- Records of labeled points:
------------------------------------------------------------------------

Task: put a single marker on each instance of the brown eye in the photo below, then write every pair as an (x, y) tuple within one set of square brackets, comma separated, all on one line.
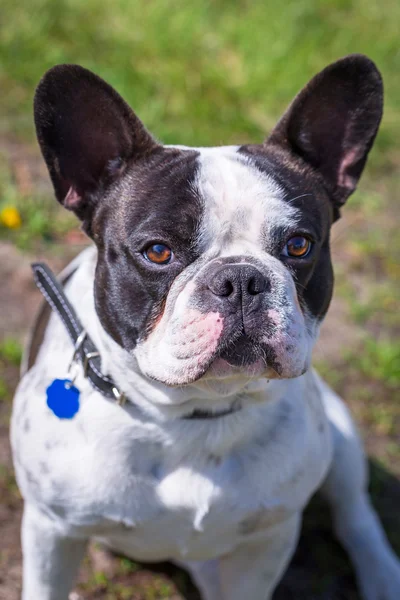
[(159, 254), (297, 247)]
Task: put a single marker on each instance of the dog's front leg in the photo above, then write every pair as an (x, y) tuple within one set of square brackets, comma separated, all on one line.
[(253, 570), (50, 559)]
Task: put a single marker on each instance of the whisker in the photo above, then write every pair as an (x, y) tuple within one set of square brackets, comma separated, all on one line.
[(297, 197)]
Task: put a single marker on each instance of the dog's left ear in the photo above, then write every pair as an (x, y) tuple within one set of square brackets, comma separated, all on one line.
[(87, 133), (333, 122)]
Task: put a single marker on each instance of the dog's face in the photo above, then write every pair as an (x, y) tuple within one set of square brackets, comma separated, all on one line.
[(212, 263)]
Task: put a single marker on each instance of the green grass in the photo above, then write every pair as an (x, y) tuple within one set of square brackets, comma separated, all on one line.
[(197, 72)]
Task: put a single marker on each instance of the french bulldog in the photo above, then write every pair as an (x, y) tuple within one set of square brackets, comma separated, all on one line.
[(204, 291)]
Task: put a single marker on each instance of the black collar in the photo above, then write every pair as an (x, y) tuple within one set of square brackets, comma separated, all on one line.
[(85, 352)]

------------------------------------------------------------------------

- WHAT NEEDS TO BE DONE:
Can you render every line of the data above as a Markdown table with the columns "Row" and "Line", numbering each row and omitting blank lines and the pictures?

- SOLUTION TO THE EXERCISE:
| Row | Line |
|---|---|
| 1 | Task: put a single marker on each instance of the brown eye in the photo below, then write every pair as an (x, y) tuple within one set of square brackets, comma separated, all on one line. |
| 2 | [(159, 254), (297, 247)] |
| 3 | Task: put a single marker on each instance of the dog's front leg in the photo above, then write every pair as an (x, y) tuple within one set of square brackets, comma separated, all on one line. |
| 4 | [(253, 570), (50, 559)] |
| 5 | Task: put a single marker on each instance of the whisker in the photo above, then write every pair as an (x, y) tuple within one set of square brackets, comma separated, all on one line. |
| 6 | [(297, 197)] |
| 7 | Task: put a single marker on each instance of the dog's left ear in the photo above, then write every pair as an (x, y) tuple within one set of square brackets, comma separated, all on one line. |
| 8 | [(87, 133), (333, 122)] |
| 9 | Task: put a single marker on each instance of the dog's face in the photo above, then write every pair as an (x, y) tuple within one set of square brackets, comma separated, all on one line. |
| 10 | [(212, 263)] |
| 11 | Task: put a single marker on each instance of the green grass in the photo above, then write every pair as an (x, y) tuple within one set of square brackets, comma separated, all on one line. |
| 12 | [(197, 72)] |
| 13 | Task: put a single marker on each instance of the french bulldog in the photo above, then write every pair as an (x, y) tuple within one set of square brackets, comma separated, all on one line. |
| 14 | [(204, 291)] |
| 15 | Task: put a single marker on each instance of the black collar in the photo above, then write every pair as an (x, y) tuple within one set of square brackets, comma separated, all on one line. |
| 16 | [(85, 352)] |